*** Records for this exercise Section Begins ***
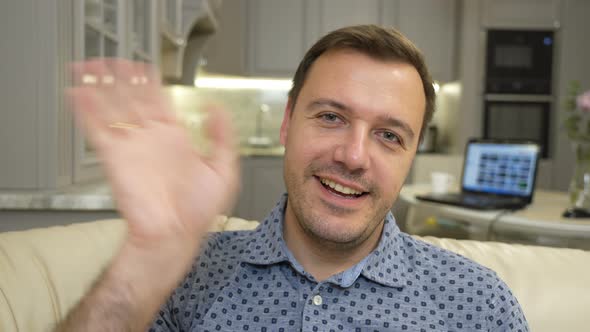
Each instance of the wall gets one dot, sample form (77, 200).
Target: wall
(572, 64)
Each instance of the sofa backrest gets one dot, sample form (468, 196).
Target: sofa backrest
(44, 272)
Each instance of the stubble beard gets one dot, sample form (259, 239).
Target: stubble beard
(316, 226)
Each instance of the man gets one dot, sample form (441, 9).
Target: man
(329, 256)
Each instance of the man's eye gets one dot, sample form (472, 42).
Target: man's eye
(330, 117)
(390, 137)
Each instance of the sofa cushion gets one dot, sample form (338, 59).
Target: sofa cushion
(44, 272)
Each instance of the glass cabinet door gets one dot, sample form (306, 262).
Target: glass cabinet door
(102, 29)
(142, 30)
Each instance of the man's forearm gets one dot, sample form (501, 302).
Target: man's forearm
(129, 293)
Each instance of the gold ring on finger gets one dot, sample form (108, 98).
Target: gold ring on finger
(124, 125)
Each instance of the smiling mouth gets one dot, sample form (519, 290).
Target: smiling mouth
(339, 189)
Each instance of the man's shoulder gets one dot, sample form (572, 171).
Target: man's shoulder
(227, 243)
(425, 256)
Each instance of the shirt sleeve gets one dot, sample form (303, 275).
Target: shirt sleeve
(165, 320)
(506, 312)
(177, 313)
*** Records for this exercise Section Ends ***
What you are asked to do →
Leaving the pictures out, write out every entry exactly.

Answer for this exercise →
Each instance of the wall gets one dot, sample form (77, 200).
Target: wall
(572, 64)
Each instance of the sofa backrest gets one dot, sample form (468, 196).
Target: sofa backrest
(44, 272)
Each instance of the stubble beard gets one dot, sample form (259, 239).
Target: stubble beard
(316, 226)
Each instance of the man gets one dot, sample form (441, 9).
Target: man
(329, 256)
Each instance of the man's eye gets one dot, sample form (472, 42).
Target: man's eye
(330, 117)
(390, 137)
Each instance of the sofa cushion gets one dot, sample form (338, 59).
Target: sofa cushion
(44, 272)
Each instance of the glass cabinet door gets one dot, sample form (306, 262).
Target: glass cabinet door
(102, 29)
(142, 30)
Each instance of the man's forearm gets one dot, sample form (501, 302).
Target: man's forearm
(129, 293)
Each instance of the gold ring on finger gets one dot, sample form (108, 98).
Target: gold ring on finger
(124, 125)
Each instance of the smiling mouth gets one dot, sample form (519, 290).
Target: smiling mouth
(339, 189)
Each instance of the man's shoulder gets one dot, sample form (572, 171).
Target: man's shoulder
(227, 243)
(425, 256)
Each instance of the shirt sleeve gets one dot, sample form (303, 275).
Target: shirt sleeve
(165, 320)
(506, 312)
(177, 313)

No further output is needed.